1. October 2017 report: LTS, feed2exec beta, pandoc filters, git mediawiki
  2. Debian Long Term Support (LTS)
    1. WPA & KRACK update
    2. Git-annex
    3. Graphicsmagick
    4. Triage & misc
  3. Other free software work
    1. feed2exec beta
    2. Pandoc filters
    3. Git remote MediaWiki
    4. Galore Yak Shaving

Debian Long Term Support (LTS)

This is my monthly Debian LTS report. This time I worked on the famous KRACK attack, git-annex, golang and the continuous stream of GraphicsMagick security issues.

WPA & KRACK update

I spent most of my time this month on the Linux WPA code, to backport it to the old (~2012) wpa_supplicant release. I first published a patchset based on the patches shipped after the embargo for the oldstable/jessie release. After feedback from the list, I also built packages for i386 and ARM.

I have also reviewed the WPA protocol to make sure I understood the implications of the changes required to backport the patches. For example, I removed the patches touching the WNM sleep mode code as that was introduced only in the 2.0 release. Chunks of code regarding state tracking were also not backported as they are part of the state tracking code introduced later, in 3ff3323. Finally, I still have concerns about the nonce setup in patch #5. In the last chunk, you'll notice peer->tk is reset, to_set to negotiate a new TK. The other approach I considered was to backport 1380fcbd9f ("TDLS: Do not modify RNonce for an TPK M1 frame with same INonce") but I figured I would play it safe and not introduce further variations.

I should note that I share Matthew Green's observations regarding the opacity of the protocol. Normally, network protocols are freely available and security researchers like me can easily review them. In this case, I would have needed to read the opaque 802.11i-2004 pdf which is behind a TOS wall at the IEEE. I ended up reading up on the IEEE_802.11i-2004 Wikipedia article which gives a simpler view of the protocol. But it's a real problem to see such critical protocols developed behind closed doors like this.

At Guido's suggestion, I sent the final patch upstream explaining the concerns I had with the patch. I have not, at the time of writing, received any response from upstream about this, unfortunately. I uploaded the fixed packages as DLA 1150-1 on October 31st.

┄┄┄┄┄┄┄┄┄┄┄┄┄┄┄┄┄┄┄┄

■ Required actions:
(a) Can you give the Debian LTS report again from "This is my monthly" up to and including "GraphicsMagick security issues.", replacing "golang" with "Go"?
(b) In the Debian LTS report's table of contents, which entries are listed under "Other free software work"?
(c) Could you continue the Debian LTS report from the point after its final sentence?

■ Supplied information:
┄┄┄┄┄┄┄┄┄┄┄┄┄┄┄┄┄┄┄┄

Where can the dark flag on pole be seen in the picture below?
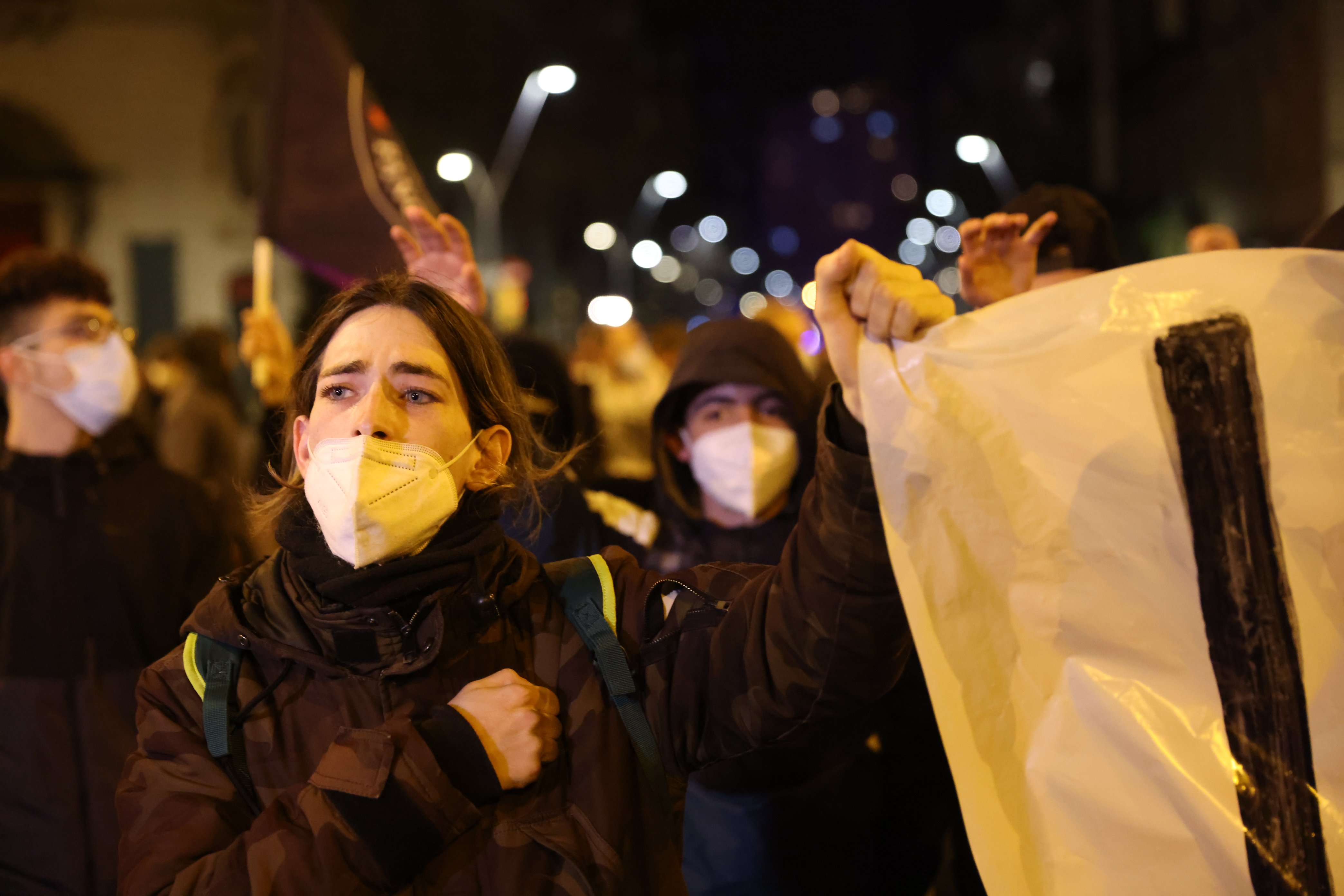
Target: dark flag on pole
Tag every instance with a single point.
(337, 174)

┄┄┄┄┄┄┄┄┄┄┄┄┄┄┄┄┄┄┄┄

■ Expected answers:
(a)
This is my monthly Debian LTS report. This time I worked on the famous KRACK attack, git-annex, Go and the continuous stream of GraphicsMagick security issues.

(b)
feed2exec beta
Pandoc filters
Git remote MediaWiki
Galore Yak Shaving

(c)
Git-annex

The next big chunk on my list was completing the work on git-annex (CVE-2017-12976) that I started in August. It turns out doing the backport was simpler than I expected, even with my rusty experience with Haskell. Type-checking really helps in doing the right thing, especially considering how Joey Hess implemented the fix: by introducing a new type.

So I backported the patch from upstream and notified the security team that the jessie and stretch updates would be similarly easy. I shipped the backport to LTS as DLA-1144-1. I also shared the updated packages for jessie (which required a similar backport) and stretch (which didn't) and those Sebastien Delafond published those as DSA 4010-1.

Graphicsmagick

Up next was yet another security vulnerability in the Graphicsmagick stack. This involved the usual deep dive into intricate and sometimes just unreasonable C code to try and fit a round tree in a square sinkhole. I'm always unsure about those patches, but the test suite passes, smoke tests show the vulnerability as fixed, and that's pretty much as good as it gets.

The announcement (DLA 1154-1) turned out to be a little special because I had previously noticed that the penultimate announcement (DLA 1130-1) was never sent out. So I made a merged announcement to cover both instead of re-sending the original 3 weeks late, which may have been confusing for our users.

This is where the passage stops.